■ Exercises to complete ■
a) According to the mochi post, what is the ceremony in which mochi is traditionally made called?
b) Please reproduce word for word the part of the mochi post between "Mochi (Japanese: 餅)" and "cetera to eat.", inclusive.

■ Document section ■
=-=-=

The 30th of December, 2011, Year of the Rabbit: Making mochi (i.e., I participated in mochitsuki)!!
Mochi (Japanese: 餅) is a Japanese rice cake made of glutinous rice (not to be confused with gluten) pounded into paste and molded into shape. In Japan it is traditionally made in a ceremony called mochitsuki. While also eaten year-round, mochi is a traditional food for theJapanese New Year and is commonly sold and eaten during that time.
This is probably the closest equivalent to an American BBQ in Japan. Besides making mochi, there was plenty of meat, vegetables, fish, et cetera to eat.
So there's a lot of steps to make mochi, and it starts by taking a hot rice cake mold out from the oven and pounding it with hammers.
There's mochi in that wooden basin above the fire! It's then moved to the bowl (wikipedia says it's an usu) pictured above.
Everyone enjoys a good cook out.

=-=-=

■ Record list ■
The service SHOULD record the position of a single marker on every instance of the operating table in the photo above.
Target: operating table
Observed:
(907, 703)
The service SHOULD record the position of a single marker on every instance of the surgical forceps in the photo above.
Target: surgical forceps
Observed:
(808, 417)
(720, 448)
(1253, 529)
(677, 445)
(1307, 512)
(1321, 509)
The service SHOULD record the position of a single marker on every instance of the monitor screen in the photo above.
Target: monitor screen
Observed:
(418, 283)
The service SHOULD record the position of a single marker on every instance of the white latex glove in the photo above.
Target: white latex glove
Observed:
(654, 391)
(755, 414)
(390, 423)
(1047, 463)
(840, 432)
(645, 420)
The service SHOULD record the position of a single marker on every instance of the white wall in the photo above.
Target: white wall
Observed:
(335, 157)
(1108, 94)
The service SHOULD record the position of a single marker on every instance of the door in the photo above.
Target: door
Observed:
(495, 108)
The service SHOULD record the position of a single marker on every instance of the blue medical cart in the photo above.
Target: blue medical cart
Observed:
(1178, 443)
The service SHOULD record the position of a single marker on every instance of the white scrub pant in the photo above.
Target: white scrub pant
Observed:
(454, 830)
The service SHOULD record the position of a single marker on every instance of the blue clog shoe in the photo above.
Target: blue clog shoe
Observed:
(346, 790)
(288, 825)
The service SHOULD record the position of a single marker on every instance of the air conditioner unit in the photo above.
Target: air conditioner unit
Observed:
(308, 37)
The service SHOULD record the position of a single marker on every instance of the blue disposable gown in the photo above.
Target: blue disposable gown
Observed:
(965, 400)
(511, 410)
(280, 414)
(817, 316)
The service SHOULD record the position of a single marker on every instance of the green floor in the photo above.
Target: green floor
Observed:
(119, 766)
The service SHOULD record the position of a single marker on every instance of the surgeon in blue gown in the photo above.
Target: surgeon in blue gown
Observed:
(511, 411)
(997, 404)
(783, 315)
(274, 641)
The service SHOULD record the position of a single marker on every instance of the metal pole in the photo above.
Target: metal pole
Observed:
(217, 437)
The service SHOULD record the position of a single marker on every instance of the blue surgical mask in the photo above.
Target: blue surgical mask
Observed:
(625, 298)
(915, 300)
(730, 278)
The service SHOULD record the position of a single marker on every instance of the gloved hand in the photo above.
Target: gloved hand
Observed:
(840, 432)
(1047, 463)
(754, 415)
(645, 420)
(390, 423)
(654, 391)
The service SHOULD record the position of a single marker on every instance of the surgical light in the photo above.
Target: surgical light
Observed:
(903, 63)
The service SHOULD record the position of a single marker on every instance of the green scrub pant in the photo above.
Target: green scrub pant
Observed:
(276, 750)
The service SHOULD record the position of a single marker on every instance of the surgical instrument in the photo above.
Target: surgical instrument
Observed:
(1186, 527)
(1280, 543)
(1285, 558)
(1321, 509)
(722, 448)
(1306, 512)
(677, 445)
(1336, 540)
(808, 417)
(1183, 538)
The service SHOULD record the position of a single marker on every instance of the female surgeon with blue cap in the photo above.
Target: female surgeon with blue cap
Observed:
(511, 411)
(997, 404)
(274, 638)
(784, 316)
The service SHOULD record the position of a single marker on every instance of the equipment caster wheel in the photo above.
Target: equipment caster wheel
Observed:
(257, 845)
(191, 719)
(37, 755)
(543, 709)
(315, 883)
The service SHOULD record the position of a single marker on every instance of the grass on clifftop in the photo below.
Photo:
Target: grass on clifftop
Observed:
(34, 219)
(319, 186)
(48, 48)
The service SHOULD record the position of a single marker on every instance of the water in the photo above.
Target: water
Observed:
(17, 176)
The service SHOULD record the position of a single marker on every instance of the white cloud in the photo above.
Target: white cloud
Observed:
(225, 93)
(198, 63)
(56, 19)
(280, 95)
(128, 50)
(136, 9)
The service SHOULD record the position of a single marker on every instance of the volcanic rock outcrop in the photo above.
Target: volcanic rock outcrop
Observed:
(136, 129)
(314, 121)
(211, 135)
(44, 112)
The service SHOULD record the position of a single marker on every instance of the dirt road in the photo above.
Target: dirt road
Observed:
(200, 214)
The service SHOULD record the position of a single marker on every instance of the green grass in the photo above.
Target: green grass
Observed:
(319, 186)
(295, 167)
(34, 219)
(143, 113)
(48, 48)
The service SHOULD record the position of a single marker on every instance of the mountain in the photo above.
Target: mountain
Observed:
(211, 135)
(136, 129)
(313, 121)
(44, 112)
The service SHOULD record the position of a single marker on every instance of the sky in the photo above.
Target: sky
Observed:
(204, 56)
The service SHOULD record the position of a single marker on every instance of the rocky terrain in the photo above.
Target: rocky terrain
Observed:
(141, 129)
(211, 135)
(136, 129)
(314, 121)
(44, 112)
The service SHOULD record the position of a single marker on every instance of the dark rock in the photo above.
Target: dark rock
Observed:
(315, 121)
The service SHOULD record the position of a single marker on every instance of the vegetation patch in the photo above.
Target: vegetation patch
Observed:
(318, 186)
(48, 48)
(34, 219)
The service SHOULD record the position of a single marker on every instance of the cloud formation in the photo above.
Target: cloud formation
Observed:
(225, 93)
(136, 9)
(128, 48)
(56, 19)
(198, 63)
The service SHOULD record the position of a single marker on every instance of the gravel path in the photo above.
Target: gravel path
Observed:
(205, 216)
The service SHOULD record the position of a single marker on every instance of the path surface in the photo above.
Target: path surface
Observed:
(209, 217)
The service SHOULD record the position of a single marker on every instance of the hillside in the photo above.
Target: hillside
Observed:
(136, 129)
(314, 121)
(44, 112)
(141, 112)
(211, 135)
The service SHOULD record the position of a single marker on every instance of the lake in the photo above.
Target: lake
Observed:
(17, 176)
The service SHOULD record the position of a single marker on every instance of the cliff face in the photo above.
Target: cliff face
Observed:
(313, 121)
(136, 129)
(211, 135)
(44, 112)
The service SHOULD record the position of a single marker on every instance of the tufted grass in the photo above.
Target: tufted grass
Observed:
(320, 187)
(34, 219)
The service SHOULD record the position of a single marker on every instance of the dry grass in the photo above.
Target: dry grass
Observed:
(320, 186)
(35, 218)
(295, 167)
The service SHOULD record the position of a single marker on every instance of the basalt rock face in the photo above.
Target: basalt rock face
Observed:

=-=-=

■ Full answers ■
a) Mochitsuki.

b)
Mochi (Japanese: 餅) is a Japanese rice cake made of glutinous rice (not to be confused with gluten) pounded into paste and molded into shape. In Japan it is traditionally made in a ceremony called mochitsuki. While also eaten year-round, mochi is a traditional food for theJapanese New Year and is commonly sold and eaten during that time.
This is probably the closest equivalent to an American BBQ in Japan. Besides making mochi, there was plenty of meat, vegetables, fish, et cetera to eat.